Top of Data section
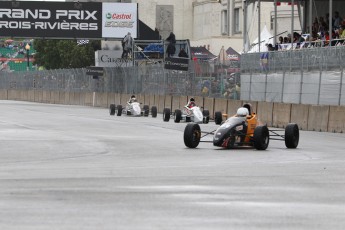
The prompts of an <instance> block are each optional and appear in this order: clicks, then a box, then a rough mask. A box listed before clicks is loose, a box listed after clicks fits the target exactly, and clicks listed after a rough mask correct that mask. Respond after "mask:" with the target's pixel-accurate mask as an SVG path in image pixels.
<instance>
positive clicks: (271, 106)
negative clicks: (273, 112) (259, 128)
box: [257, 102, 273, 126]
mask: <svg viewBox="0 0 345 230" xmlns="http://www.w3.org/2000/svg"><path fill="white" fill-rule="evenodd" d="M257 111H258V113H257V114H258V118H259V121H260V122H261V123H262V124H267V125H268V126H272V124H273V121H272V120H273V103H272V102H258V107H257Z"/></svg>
Bottom of Data section
Top of Data section
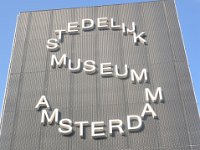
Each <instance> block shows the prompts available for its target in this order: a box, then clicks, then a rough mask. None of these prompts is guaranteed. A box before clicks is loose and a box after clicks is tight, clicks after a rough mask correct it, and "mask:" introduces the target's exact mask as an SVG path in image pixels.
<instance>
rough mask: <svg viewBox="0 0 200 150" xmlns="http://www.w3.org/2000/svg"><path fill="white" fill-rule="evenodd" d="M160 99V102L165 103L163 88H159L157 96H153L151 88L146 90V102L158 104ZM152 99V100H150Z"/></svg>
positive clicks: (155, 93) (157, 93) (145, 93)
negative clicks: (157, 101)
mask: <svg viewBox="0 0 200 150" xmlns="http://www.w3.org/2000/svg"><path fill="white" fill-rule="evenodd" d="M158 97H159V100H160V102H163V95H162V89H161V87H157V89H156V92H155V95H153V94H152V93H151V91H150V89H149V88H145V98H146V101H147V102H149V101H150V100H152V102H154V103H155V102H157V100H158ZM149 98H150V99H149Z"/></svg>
Bottom of Data section
Top of Data section
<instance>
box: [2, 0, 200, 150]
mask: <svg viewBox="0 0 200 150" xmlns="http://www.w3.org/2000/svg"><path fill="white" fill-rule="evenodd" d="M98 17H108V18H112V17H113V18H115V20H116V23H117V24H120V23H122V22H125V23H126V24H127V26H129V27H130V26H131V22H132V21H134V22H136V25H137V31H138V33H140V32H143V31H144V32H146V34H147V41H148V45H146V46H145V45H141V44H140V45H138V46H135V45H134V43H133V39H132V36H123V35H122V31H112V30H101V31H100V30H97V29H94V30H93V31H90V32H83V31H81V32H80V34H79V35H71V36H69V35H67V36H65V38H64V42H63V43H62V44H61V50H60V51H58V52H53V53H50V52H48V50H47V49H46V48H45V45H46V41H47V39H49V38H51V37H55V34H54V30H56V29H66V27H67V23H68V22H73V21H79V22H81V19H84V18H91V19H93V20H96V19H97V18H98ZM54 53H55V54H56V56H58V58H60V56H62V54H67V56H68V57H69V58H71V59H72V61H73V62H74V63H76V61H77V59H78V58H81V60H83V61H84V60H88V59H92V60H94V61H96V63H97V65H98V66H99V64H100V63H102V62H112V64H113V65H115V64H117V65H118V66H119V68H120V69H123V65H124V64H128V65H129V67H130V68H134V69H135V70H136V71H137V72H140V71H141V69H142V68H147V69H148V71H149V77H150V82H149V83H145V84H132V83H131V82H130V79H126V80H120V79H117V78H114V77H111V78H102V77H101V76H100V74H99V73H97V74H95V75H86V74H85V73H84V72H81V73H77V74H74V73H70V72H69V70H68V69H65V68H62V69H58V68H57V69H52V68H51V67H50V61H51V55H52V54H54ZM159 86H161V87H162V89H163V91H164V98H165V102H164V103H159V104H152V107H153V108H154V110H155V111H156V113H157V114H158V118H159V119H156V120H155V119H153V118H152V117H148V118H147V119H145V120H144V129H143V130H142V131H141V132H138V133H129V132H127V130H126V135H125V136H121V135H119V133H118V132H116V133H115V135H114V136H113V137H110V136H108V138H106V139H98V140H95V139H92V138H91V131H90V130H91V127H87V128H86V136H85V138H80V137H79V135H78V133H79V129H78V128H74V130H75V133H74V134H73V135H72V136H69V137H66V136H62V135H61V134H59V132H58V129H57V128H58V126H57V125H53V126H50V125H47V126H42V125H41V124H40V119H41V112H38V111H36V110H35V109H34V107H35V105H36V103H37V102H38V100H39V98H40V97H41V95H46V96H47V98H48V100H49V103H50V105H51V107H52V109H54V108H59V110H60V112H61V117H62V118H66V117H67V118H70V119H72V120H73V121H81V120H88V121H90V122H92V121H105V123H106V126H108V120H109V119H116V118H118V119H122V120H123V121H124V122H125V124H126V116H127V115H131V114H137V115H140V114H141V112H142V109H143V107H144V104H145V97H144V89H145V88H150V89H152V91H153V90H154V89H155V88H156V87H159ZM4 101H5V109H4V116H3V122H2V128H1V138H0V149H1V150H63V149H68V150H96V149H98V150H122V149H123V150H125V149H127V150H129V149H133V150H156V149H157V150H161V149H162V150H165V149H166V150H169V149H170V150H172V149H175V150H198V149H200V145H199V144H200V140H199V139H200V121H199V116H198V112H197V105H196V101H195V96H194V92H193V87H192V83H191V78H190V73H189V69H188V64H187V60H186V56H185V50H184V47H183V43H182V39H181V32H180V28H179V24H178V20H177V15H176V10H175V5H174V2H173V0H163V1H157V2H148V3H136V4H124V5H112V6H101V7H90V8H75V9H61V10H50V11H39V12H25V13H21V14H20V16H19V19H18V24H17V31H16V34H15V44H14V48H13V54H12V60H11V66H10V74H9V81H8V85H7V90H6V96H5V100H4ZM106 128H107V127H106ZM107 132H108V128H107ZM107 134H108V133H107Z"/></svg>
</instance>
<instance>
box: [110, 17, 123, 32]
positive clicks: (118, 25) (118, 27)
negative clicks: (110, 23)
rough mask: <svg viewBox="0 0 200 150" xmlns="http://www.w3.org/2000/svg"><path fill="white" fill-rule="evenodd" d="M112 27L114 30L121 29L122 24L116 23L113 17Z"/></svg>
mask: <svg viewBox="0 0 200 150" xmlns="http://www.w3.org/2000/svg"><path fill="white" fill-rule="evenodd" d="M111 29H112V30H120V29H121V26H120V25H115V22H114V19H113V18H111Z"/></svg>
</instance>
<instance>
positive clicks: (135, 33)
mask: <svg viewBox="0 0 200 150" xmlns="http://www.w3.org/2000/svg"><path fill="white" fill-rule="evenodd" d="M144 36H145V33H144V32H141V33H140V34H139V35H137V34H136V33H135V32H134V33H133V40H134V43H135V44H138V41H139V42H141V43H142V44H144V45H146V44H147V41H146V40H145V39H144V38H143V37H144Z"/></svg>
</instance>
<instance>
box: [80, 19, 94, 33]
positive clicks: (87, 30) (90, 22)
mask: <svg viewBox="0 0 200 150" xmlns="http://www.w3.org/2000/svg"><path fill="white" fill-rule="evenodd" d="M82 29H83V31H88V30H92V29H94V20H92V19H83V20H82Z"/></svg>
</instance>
Bottom of Data section
Your answer should consist of the lines above that hold the word "image", copied exactly.

■ **Solution to the problem**:
The prompts of an <instance> block are each optional and appear in this order: clicks, then a box, then a rough mask. A box listed before clicks is loose, a box listed after clicks fits the target exactly, and clicks listed after a rough mask correct that mask. Respond after "mask:" with the target's pixel-accurate mask as an SVG path in image pixels.
Each <instance> block shows the prompts available for its target in this order: a box, then clicks, then a rough mask. None of these prompts is guaranteed. A box before clicks is loose and a box after clicks is tight, clicks after a rough mask correct it, and "mask:" introduces the target's exact mask as an SVG path in image pixels.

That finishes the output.